EXERCISE DETAILS: Which lines of the material below contain the word "negative"? Gather every such line in full, counting only matches with the same case.

DATA FOR THIS EXERCISE:
#####

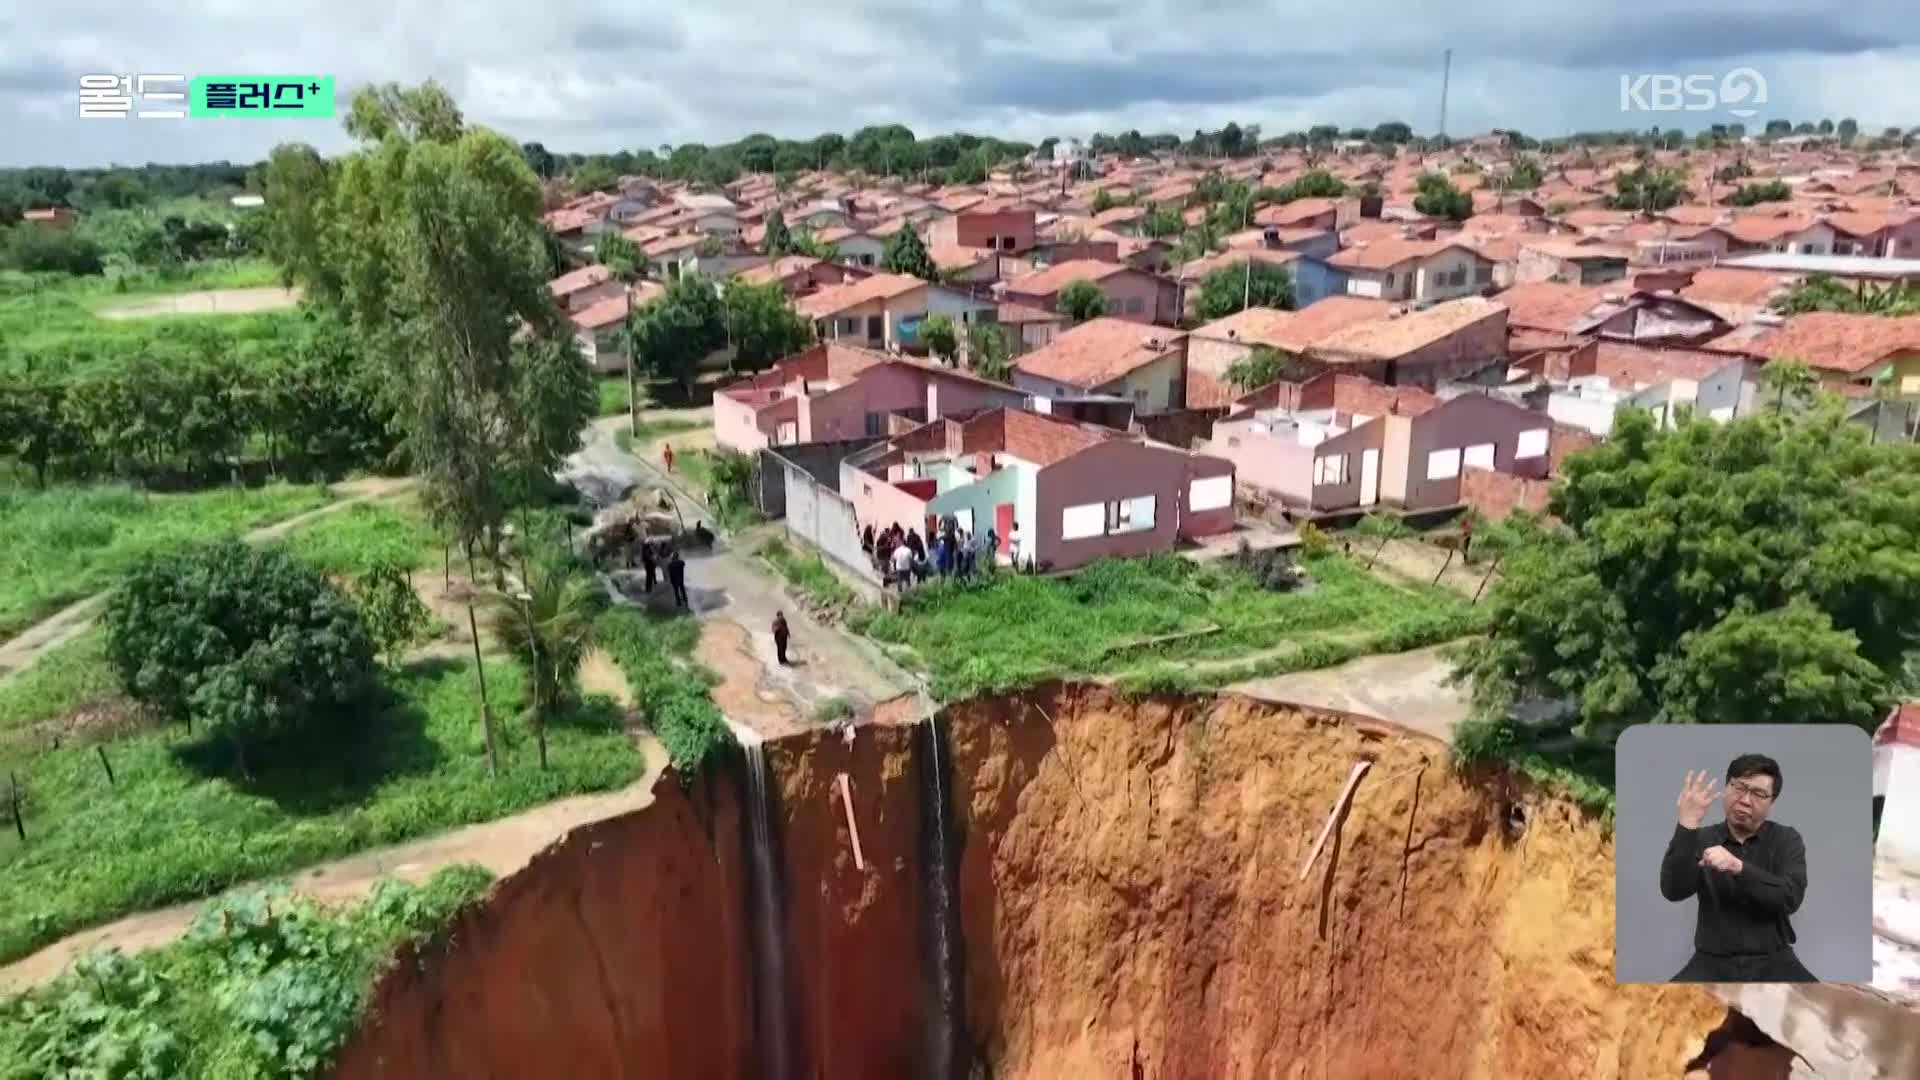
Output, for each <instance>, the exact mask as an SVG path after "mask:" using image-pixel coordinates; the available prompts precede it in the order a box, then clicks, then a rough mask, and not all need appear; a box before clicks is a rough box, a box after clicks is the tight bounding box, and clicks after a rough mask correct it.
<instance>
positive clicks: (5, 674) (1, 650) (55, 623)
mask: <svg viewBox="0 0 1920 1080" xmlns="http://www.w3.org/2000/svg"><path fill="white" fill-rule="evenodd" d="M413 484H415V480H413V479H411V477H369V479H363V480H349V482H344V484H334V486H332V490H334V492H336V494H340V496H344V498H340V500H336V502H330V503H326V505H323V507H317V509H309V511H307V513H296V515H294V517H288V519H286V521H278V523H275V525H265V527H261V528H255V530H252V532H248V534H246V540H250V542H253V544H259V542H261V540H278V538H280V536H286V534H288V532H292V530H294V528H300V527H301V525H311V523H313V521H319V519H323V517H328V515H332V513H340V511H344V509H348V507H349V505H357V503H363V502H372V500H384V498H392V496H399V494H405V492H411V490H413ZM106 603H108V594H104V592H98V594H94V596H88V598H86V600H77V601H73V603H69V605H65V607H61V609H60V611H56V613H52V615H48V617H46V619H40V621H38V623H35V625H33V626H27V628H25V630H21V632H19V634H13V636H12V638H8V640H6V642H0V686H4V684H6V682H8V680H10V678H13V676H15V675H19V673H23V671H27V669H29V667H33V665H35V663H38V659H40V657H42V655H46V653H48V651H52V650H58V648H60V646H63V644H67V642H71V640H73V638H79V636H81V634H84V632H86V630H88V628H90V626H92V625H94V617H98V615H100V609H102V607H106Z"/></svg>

#####

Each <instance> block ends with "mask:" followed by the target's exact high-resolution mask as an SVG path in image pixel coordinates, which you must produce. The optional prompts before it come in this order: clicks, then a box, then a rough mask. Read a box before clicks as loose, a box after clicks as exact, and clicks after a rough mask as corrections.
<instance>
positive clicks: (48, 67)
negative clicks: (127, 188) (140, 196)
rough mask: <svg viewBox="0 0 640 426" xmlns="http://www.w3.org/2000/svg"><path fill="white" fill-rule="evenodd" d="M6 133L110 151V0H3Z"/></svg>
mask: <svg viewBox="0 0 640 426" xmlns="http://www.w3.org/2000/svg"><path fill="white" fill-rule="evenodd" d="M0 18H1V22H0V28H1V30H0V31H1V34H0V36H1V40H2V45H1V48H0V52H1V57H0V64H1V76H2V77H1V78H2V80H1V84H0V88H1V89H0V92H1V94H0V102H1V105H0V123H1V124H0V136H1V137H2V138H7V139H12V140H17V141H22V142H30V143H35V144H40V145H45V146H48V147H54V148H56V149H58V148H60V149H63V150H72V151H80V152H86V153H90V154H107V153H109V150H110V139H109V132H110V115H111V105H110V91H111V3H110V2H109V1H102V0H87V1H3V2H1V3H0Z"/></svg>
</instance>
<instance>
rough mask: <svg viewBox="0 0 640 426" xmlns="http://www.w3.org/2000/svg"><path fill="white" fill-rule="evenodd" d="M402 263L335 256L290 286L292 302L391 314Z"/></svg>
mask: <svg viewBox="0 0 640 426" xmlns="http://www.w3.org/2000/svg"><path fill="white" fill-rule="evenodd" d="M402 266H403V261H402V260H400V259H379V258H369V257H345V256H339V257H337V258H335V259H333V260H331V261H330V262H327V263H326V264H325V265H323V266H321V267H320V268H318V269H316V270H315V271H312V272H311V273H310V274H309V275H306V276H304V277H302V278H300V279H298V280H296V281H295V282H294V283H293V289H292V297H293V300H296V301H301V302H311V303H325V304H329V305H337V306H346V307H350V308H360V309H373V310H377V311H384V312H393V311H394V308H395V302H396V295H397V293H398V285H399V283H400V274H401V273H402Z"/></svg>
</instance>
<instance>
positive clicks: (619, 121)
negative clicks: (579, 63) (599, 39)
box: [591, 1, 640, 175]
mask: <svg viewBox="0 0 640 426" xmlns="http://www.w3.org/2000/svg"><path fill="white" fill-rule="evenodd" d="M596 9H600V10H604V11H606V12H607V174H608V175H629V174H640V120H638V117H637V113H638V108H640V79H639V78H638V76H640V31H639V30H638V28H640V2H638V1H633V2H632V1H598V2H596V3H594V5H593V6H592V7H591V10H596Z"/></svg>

#####

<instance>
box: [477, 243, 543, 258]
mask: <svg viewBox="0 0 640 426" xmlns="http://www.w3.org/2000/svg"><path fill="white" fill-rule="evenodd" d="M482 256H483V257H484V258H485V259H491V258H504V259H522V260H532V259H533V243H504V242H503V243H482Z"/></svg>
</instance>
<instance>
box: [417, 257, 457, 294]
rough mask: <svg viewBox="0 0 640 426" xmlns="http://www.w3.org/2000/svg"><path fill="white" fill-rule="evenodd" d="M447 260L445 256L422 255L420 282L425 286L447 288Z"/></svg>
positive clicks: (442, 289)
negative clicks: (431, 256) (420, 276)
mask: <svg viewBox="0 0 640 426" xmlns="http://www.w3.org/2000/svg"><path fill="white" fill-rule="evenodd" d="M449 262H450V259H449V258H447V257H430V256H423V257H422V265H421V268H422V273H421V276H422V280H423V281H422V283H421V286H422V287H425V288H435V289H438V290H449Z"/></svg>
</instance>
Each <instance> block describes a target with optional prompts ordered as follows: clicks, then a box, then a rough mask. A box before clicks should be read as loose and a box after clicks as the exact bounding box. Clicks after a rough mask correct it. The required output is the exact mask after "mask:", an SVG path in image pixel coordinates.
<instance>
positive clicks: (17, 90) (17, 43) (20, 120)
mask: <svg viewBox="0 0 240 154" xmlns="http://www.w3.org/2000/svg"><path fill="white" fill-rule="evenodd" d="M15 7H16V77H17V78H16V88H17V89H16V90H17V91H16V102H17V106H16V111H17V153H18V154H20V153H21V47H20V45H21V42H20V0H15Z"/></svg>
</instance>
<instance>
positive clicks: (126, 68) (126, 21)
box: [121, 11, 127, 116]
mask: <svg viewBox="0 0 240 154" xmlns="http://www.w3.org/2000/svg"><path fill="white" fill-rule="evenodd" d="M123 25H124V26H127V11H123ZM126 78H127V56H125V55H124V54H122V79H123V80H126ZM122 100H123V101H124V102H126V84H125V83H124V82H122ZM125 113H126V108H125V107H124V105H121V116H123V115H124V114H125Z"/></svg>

#####

RESULT OF THIS EXERCISE:
negative clicks: (127, 188) (140, 196)
negative clicks: (579, 63) (599, 39)
negative clicks: (431, 256) (420, 276)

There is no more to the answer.